§ Instruction 1
Can you repeat the underscore thread below word for word, beginning at the words "## Syncopator (May" and stopping after "ugly file names."?

** start Text **

# The "_" character.



## Syncopator (May 14, 2006)

This question may be technically OT (and I'm not really a Unix or X11 guy), but I figured this might be the best place to ask this question:

Can anybody tell me why people insist on using the "_" character in file names? Tons of people -- from software developers to the average guy who takes vacation photos -- seem to believe that they must avoid using the space character, resulting in tons and tons of ugly file names.

Why take the trouble to type "My_Grand_Canyon_Vaction.jpg" -- which is (a) more difficult to type, (b) looks ugly, and most importantly (c) *wraps incorrectly on the desktop* -- when "My Grand Canyon Vaction.jpg" would do just fine?! The same goes for PDFs, disk images, and the like. (See attached screen shot.)

** end Text **

§ Instruction 2
Could you give all the rows below again with "warehouse picking" swapped for "retail shelving" and everything else unchanged, leaving the pictures out?

** start Material for the task **

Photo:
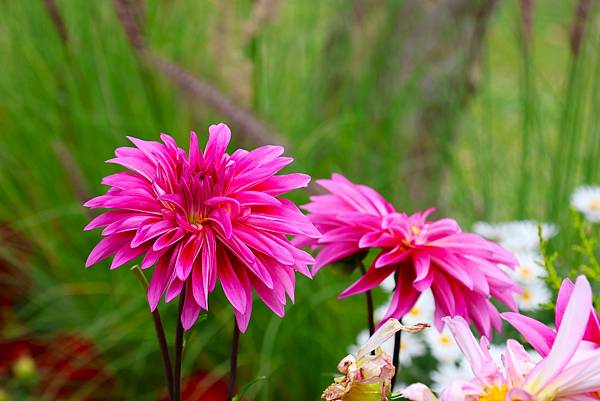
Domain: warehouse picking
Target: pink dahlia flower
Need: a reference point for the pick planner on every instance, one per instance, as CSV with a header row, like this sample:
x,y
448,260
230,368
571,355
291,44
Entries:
x,y
568,372
202,216
461,269
542,337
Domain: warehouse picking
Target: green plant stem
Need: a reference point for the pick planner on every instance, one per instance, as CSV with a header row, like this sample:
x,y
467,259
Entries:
x,y
178,349
160,335
369,298
235,342
397,343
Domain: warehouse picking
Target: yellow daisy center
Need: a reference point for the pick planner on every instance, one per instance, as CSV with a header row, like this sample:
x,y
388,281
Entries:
x,y
494,393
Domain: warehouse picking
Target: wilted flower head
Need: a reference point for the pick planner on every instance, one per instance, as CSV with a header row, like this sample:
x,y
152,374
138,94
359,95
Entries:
x,y
460,268
587,201
202,216
569,371
368,377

** end Material for the task **

§ Exercise result 1
## Syncopator (May 14, 2006)

This question may be technically OT (and I'm not really a Unix or X11 guy), but I figured this might be the best place to ask this question:

Can anybody tell me why people insist on using the "_" character in file names? Tons of people -- from software developers to the average guy who takes vacation photos -- seem to believe that they must avoid using the space character, resulting in tons and tons of ugly file names.

§ Exercise result 2
Photo:
Domain: retail shelving
Target: pink dahlia flower
Need: a reference point for the pick planner on every instance, one per instance, as CSV with a header row, like this sample:
x,y
448,260
230,368
571,355
291,44
Entries:
x,y
568,372
202,216
461,269
542,337
Domain: retail shelving
Target: green plant stem
Need: a reference point for the pick planner on every instance, one per instance, as CSV with a header row, like this sample:
x,y
467,259
Entries:
x,y
178,349
160,335
369,298
235,342
397,343
Domain: retail shelving
Target: yellow daisy center
Need: a reference point for the pick planner on every instance, one per instance, as CSV with a header row, like this sample:
x,y
388,281
Entries:
x,y
494,393
Domain: retail shelving
Target: wilted flower head
Need: a reference point for the pick planner on every instance, one per instance, as CSV with a header row, like this sample:
x,y
152,374
138,94
359,95
Entries:
x,y
460,268
587,201
202,216
569,371
368,377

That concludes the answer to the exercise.